Submitted to: American Society for Microbiology
Publication Type: Abstract Only
Publication Acceptance Date: October 9, 2003
Publication Date: December 2, 2003
Citation: Martin, P.A., Gelman, D.B., Blackburn, M.B., Horise, E., Aldrich, J.R. 2003. Chromobacterium suttsuga: purple bacteria toxic to pest insects in the orders coleoptera, lepidoptera, hemiptera/homoptera, and heteroptera. American Society for Microbiology. Abstract Q-077 Vol. 104. Technical Abstract: Chromobacterium suttsuga, strain PRAA4-1 was found to kill Colorado potato beetle larvae fed on diet containing this strain. Since its discovery, these purple bacteria have been tested against a variety of pest insects and found to be toxic to pests in the orders Lepidoptera, Hemiptera/Homoptera,Heteroptera as well as in the order Coleoptera. Tests on Colorado potato beetle (Leptinotarsa decemlineata) larvae were performed using pellets of freeze-dried artificial diet. For whole cultures of bacteria, application of 10 mg wet weight per diet pellet resulted in 100% mortality in 120 hours. When a feeding stimulant laced with 30 mg/ml C. suttsuga was tested against corn rootworm adults, 80% mortality was observed after 120 hours. Adult whiteflies (Bemisia tabaci, Strain B) that were membrane-fed on artificial diet containing 5% of a cell-free bacterial preparation exhibited 100% mortality after 4 days. One hundred percent of stink bugs (Nezara viridula) that were provided with water containing the bacteria, at a concentration of 15 mg/ml, died within 6 days. For all insects tested, it was not necessary for the bacteria to be living for the preparation to be toxic. Maximum toxicity was observed when the bacterial culture was at least 48 hours old, and harvested culturesretained their toxicity for at least 2 months when stored in liquid suspension at room temperature. Data support the existence of multiple toxins, the identities of which remain elusive. When cells grown on L medium were precipitated by centrifugation, the supernatant was toxic to both whiteflies and stink bugs. However, for Colorado potato beetles, the toxicity was primarily associated with the cellular component, although additional toxic material could be removed from the cells by extraction with either Triton X or CHAPS. When either the bacterial suspension or the supernatant of a centrifuged sample of C. suttsuga was filtered through molecular weight cut-off filters, most of the toxicity was retained by the 100 KDa filter indicating that the toxins are large macromolecules or part of a large aggregate.

### Problem description
Please state what percentage of corn rootworm adults died after 120 hours in the abstract above.

### Records taken from a collection
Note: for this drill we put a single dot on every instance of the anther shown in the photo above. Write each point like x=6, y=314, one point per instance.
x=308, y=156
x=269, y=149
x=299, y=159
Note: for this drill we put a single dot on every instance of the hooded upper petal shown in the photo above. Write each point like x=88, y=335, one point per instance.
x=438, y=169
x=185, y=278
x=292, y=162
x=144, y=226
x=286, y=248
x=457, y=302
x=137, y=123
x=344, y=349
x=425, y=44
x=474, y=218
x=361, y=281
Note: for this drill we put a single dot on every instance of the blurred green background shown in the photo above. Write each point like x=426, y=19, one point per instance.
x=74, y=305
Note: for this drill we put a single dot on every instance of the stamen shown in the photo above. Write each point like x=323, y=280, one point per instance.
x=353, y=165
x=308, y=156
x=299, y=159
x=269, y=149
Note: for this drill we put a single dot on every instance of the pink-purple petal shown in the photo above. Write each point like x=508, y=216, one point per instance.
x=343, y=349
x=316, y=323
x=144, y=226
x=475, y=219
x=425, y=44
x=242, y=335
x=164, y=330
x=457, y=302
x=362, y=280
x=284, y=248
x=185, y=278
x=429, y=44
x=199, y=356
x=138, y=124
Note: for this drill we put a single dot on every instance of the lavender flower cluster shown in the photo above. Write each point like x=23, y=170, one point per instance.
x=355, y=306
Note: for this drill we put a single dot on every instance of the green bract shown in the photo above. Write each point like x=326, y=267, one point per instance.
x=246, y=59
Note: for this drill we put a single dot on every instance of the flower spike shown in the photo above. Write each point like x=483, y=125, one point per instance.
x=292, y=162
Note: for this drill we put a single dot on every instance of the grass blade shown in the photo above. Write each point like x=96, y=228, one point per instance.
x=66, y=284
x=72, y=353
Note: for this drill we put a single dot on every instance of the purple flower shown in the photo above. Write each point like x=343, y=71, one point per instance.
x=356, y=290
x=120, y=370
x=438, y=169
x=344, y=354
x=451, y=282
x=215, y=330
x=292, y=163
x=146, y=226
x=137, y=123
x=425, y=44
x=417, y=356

---

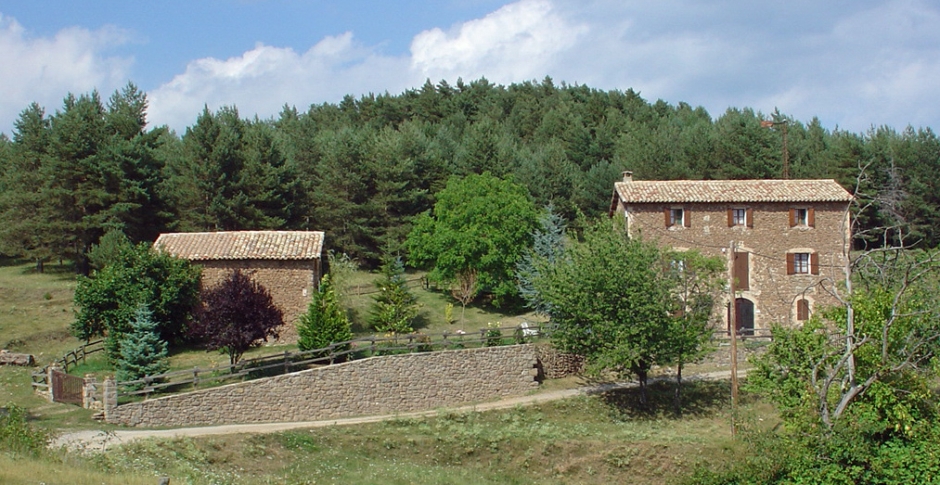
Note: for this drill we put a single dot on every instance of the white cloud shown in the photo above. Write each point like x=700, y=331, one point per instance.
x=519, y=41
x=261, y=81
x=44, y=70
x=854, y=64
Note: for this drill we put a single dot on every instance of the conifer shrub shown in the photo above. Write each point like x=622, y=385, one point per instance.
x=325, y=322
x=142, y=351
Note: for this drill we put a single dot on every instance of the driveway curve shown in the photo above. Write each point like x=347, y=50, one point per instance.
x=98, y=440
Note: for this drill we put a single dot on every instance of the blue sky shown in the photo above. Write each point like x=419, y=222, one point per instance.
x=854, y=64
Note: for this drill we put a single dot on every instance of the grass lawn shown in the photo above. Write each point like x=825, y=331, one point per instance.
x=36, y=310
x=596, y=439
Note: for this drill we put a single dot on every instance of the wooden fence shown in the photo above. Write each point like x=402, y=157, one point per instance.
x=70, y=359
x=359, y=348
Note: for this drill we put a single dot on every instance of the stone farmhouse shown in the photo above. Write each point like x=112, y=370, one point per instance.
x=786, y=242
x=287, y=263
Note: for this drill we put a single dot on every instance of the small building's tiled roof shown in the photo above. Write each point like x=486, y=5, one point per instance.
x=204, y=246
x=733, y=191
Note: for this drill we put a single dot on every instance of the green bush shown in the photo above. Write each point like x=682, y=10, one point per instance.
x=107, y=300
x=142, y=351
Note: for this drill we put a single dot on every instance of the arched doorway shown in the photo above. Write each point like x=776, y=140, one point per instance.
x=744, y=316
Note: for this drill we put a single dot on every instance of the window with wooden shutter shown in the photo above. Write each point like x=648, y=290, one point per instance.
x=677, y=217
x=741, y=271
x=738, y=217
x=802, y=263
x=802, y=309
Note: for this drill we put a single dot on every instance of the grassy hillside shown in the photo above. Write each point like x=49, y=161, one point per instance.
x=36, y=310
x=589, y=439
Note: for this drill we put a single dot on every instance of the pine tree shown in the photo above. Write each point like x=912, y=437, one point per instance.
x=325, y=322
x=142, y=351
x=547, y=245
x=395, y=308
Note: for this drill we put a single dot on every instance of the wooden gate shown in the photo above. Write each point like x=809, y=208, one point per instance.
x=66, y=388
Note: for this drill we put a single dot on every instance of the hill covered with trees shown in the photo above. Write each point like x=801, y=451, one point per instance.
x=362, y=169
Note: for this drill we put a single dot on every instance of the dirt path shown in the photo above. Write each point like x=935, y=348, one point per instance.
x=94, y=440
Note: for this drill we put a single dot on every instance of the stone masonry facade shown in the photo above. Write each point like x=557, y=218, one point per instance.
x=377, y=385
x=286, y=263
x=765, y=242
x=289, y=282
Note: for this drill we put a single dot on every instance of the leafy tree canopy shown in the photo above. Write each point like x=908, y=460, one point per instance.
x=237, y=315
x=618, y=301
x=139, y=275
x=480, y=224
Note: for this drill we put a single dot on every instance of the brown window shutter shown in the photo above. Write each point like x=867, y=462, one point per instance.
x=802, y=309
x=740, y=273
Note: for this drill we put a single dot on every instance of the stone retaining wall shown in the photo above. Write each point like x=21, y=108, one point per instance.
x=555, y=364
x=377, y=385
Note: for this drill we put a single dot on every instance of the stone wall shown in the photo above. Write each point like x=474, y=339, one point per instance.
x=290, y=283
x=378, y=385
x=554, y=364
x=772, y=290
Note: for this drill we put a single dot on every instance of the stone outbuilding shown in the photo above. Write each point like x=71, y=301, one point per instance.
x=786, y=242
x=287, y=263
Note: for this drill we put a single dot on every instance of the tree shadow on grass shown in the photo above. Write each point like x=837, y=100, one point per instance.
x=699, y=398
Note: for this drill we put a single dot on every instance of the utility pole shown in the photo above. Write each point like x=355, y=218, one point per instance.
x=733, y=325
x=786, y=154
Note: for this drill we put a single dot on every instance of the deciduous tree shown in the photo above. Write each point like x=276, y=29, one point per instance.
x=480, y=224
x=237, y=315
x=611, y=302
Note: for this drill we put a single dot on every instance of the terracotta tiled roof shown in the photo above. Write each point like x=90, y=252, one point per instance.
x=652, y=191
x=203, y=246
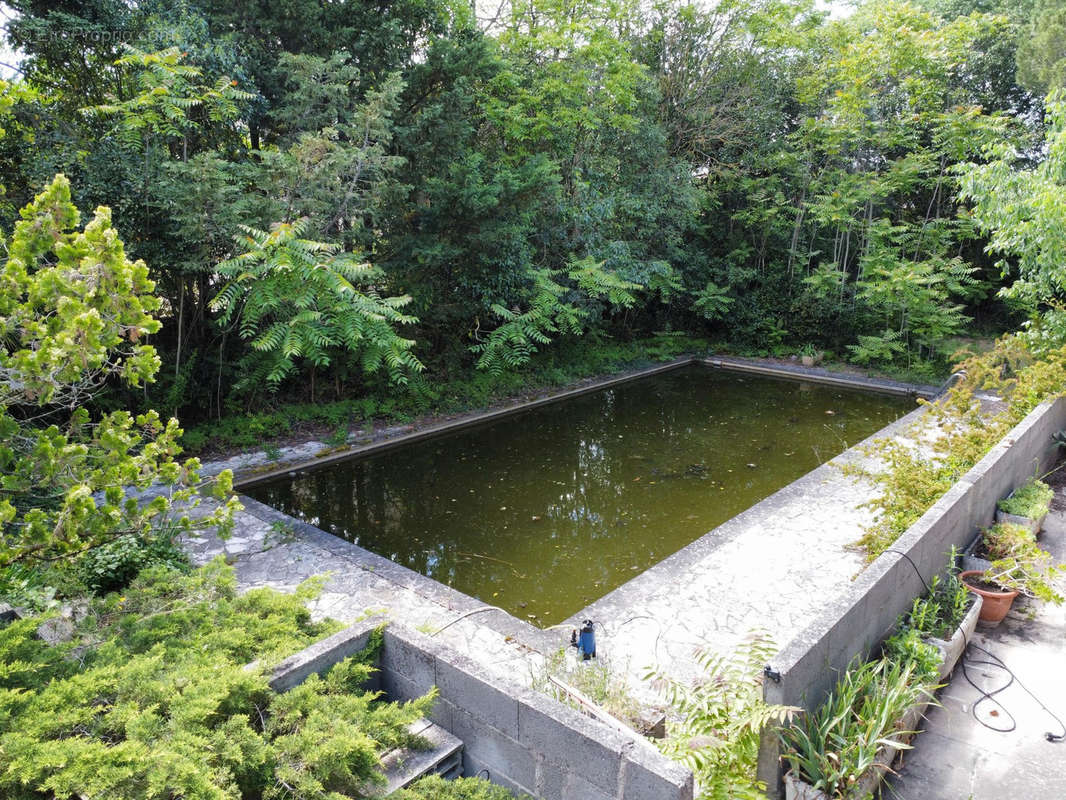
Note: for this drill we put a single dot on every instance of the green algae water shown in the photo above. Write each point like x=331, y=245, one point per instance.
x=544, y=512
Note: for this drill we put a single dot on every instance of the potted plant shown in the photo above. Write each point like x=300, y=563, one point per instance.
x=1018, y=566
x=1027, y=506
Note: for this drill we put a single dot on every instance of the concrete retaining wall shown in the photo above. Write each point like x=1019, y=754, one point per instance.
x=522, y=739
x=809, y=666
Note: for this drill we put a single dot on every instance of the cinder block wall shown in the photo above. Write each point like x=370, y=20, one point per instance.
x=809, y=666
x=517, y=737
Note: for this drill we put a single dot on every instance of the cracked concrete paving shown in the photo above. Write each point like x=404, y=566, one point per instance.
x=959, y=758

--

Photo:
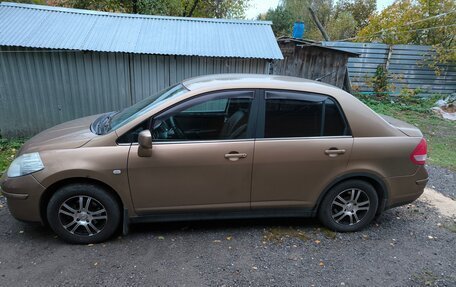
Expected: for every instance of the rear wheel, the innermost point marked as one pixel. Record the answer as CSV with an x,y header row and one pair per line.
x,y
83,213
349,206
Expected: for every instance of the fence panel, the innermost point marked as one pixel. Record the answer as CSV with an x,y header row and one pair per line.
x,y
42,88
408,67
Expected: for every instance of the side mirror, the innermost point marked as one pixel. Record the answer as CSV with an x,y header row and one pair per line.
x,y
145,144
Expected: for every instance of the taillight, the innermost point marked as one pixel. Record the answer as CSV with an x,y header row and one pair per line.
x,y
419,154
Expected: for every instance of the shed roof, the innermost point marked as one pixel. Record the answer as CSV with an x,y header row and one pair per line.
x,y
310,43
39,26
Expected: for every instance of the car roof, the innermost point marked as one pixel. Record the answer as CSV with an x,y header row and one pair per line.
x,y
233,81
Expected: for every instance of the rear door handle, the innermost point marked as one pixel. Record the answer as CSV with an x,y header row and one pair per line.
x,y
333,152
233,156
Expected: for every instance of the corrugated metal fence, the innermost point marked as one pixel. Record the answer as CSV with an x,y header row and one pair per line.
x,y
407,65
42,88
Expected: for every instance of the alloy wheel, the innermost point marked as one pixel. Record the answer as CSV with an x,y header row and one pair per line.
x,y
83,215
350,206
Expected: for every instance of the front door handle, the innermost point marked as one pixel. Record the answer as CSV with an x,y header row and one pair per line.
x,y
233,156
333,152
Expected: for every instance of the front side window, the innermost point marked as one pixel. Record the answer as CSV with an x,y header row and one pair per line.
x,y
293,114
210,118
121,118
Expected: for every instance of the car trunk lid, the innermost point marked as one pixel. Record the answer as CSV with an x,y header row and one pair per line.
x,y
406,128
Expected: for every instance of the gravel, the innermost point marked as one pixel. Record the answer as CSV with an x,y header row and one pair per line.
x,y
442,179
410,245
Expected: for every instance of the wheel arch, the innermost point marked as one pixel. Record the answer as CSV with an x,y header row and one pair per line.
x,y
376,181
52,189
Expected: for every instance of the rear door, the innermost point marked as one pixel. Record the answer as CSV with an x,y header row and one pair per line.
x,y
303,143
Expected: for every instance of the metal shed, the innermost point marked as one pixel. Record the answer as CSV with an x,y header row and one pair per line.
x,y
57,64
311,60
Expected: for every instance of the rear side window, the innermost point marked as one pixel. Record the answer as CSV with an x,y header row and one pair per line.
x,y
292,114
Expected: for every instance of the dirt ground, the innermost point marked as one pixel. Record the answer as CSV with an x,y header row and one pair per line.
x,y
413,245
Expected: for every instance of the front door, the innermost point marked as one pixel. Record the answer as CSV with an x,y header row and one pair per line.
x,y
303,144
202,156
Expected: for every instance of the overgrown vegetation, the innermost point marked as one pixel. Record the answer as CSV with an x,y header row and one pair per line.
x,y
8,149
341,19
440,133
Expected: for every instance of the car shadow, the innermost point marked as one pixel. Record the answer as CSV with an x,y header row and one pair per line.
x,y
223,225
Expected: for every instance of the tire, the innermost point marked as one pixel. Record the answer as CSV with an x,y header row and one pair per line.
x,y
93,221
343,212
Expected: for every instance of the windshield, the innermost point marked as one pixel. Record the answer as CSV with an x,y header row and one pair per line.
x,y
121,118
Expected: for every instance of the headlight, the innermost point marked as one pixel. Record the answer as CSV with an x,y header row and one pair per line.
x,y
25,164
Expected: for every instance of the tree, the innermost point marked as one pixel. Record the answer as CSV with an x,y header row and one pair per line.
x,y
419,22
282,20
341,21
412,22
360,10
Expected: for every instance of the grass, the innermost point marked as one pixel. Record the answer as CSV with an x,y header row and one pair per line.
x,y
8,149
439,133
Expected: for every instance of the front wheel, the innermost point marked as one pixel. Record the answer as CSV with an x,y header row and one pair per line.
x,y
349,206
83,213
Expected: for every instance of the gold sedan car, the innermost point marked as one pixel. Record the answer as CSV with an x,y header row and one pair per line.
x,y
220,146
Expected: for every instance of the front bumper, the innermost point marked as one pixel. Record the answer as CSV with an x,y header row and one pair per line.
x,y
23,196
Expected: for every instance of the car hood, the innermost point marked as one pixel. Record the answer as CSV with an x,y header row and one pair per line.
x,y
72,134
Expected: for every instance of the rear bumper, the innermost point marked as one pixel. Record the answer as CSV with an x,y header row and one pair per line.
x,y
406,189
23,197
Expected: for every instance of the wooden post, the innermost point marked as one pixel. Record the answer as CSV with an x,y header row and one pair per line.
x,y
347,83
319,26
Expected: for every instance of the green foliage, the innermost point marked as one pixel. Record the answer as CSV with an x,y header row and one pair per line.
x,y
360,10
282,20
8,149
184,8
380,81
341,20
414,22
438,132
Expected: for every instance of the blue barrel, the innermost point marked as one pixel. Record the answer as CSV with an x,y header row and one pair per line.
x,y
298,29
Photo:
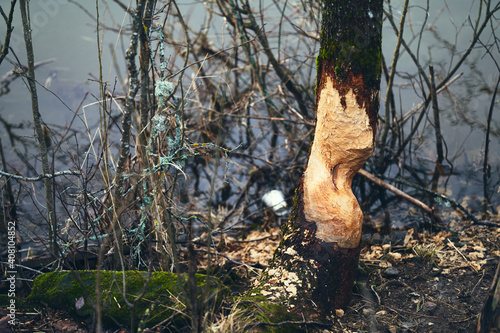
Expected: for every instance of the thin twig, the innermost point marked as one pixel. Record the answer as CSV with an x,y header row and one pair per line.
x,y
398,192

### Solution to the exercise
80%